**TASK REQUIREMENTS**: Please set out the material as a JSON list of strings, one string per line with blank lines omitted, starting at its first line and stopping after the line that contains "10,889 -> 764,1295". Include both of those end lines.

**INPUT DATA**:

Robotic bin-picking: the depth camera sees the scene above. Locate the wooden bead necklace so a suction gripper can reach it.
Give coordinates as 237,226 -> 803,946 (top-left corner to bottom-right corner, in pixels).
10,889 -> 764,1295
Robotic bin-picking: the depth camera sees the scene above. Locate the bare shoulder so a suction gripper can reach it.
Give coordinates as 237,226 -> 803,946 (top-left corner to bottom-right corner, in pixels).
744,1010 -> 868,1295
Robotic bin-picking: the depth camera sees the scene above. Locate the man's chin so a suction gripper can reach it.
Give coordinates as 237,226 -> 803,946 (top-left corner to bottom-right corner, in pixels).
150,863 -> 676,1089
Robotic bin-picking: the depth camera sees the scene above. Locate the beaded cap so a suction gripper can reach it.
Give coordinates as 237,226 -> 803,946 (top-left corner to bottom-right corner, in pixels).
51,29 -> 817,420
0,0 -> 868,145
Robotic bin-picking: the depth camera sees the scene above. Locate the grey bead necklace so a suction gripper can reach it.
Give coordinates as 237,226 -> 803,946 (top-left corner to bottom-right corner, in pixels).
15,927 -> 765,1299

**FULL SOLUTION**:
[
  "Robotic bin-picking: the depth camera sees the scene above. Locate the wooden bead necklace so a suction gripper can reach it.",
  "Give coordinates as 237,226 -> 803,946 (top-left corner to bottom-right corner, in pixels).",
  "10,889 -> 764,1295"
]